:: EXCERPTED DATA ::
--*--
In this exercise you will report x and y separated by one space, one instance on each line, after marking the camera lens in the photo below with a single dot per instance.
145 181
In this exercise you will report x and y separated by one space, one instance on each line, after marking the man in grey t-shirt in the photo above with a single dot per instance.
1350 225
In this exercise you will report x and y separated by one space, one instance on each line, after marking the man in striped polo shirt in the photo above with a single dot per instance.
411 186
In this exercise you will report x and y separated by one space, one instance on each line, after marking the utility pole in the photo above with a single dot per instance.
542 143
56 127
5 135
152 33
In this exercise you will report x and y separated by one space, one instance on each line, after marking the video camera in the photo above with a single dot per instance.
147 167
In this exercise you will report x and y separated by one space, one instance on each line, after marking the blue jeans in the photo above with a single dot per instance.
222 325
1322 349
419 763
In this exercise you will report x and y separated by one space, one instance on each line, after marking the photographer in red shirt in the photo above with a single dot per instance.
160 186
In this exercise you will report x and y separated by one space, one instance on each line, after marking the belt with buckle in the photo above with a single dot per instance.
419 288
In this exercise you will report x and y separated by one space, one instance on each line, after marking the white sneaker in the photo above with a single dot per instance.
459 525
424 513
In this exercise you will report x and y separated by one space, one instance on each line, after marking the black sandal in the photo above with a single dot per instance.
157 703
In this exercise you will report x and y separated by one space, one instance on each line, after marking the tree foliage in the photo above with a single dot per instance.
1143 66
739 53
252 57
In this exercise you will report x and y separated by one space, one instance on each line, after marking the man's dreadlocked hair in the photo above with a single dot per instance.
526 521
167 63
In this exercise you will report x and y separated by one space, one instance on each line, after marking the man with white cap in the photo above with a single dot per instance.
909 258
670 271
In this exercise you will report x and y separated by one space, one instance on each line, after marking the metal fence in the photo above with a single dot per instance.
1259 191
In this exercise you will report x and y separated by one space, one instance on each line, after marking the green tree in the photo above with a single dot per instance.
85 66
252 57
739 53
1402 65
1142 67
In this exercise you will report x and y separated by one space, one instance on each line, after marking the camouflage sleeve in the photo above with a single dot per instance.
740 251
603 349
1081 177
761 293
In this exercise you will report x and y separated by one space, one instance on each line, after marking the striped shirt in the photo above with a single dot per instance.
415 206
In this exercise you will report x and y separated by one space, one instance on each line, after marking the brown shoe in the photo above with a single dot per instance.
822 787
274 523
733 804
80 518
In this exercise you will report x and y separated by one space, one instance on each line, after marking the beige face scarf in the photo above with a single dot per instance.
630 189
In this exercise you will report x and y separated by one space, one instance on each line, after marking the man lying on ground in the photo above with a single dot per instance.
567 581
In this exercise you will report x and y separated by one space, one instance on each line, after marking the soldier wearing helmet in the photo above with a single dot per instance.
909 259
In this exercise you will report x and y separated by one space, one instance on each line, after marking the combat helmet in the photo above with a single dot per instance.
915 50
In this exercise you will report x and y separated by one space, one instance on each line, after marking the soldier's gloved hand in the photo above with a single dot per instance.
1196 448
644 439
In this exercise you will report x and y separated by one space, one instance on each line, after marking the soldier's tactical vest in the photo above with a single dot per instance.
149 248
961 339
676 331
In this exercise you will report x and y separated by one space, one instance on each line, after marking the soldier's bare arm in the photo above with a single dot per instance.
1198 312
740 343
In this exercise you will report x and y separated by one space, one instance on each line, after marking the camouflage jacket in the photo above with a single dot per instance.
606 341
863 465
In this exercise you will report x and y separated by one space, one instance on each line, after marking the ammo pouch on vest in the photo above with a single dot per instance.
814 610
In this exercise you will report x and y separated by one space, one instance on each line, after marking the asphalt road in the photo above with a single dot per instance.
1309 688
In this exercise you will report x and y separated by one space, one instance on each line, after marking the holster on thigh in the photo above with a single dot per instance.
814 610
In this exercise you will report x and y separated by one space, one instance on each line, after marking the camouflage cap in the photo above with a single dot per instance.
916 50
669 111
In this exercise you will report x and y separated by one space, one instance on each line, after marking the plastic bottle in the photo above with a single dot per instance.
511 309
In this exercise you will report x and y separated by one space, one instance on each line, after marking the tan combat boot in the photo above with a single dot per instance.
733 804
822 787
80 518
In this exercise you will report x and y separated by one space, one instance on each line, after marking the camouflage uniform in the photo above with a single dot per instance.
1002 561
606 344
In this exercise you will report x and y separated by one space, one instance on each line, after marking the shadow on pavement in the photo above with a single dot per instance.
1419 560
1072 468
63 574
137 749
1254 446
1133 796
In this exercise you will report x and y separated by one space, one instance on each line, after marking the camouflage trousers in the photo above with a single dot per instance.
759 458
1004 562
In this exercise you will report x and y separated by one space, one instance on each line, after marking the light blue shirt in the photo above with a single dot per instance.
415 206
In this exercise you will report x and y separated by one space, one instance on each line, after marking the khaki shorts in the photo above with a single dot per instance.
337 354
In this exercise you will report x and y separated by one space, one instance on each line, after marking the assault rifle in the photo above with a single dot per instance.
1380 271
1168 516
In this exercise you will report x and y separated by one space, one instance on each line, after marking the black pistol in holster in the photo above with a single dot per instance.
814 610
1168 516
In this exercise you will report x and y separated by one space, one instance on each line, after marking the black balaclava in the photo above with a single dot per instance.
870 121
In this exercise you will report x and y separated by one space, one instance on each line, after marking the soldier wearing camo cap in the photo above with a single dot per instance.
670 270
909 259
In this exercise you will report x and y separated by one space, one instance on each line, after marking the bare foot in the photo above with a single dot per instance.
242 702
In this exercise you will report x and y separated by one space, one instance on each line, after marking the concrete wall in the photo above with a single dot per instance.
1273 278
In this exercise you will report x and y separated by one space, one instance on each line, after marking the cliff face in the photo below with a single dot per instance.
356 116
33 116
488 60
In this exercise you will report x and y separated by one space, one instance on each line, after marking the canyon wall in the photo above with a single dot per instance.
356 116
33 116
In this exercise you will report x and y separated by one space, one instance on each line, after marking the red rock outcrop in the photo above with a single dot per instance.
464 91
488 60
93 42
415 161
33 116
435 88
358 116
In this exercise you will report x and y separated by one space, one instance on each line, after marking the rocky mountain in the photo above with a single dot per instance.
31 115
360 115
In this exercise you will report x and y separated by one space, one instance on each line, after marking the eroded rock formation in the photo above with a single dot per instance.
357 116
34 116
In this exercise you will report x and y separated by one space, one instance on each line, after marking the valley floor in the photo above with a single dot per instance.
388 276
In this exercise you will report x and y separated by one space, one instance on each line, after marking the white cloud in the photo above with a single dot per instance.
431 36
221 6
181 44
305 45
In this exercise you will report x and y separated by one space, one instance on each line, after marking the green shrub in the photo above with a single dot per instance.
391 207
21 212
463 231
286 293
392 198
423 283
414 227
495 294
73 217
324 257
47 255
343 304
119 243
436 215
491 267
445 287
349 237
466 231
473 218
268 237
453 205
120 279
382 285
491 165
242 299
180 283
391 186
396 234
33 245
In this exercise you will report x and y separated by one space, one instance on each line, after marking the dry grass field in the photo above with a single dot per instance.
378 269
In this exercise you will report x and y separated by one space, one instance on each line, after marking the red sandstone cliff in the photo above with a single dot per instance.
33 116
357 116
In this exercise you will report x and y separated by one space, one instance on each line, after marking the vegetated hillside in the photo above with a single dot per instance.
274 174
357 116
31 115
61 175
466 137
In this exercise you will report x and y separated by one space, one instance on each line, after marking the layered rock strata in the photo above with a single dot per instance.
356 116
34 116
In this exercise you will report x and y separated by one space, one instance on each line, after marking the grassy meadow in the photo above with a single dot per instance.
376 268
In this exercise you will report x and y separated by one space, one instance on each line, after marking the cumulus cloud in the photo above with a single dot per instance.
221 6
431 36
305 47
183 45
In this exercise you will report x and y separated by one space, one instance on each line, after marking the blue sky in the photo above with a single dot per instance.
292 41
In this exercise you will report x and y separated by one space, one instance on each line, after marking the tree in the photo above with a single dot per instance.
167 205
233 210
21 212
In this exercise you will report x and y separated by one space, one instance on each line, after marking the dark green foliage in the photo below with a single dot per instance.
--*--
:: DIRECTIVE ::
Begin with the line that contains "the red sandstone" and set down each line exactly until the records above end, including the final line.

:: OUTPUT OF THE EXERCISE ::
In this exercise you will report x and y separated by one space, one instance on each line, after marking the red sandstone cliff in the photo above with a single dot per instance.
33 116
357 116
In this exercise you will report x and y separated by one space, one instance on each line, after marking the vegetated hillside in the photo above with a single dot per instance.
274 174
357 116
31 115
61 175
466 137
In this exercise you will report x and y separated by one space, one instance on each line, after marking the layered rock strata in the photo above with a single dot per instance.
356 116
34 116
In this exercise you will report x and y separated by one space, one instance on each line, after marking the grassy meadow in the photo above with a single dot per instance.
376 268
In this exercise you will report x and y separated by one space, one instance on each line, after marking the cumulus cloud in the photo above with a single dot per instance.
221 6
431 36
305 47
183 45
In this exercise you will report x and y separated by one space, one instance on each line, after marking the blue sky in the photo above with a single dot per instance.
292 41
In this exercise you will report x and y separated by one space, one instance on each line, after marking the tree in the photo above with a single dot per instance.
167 205
233 210
21 212
In this exercise you will report x and y separated by one space, one instance on each line, after marking the dark green foliage in the photo below with a single dot per instance.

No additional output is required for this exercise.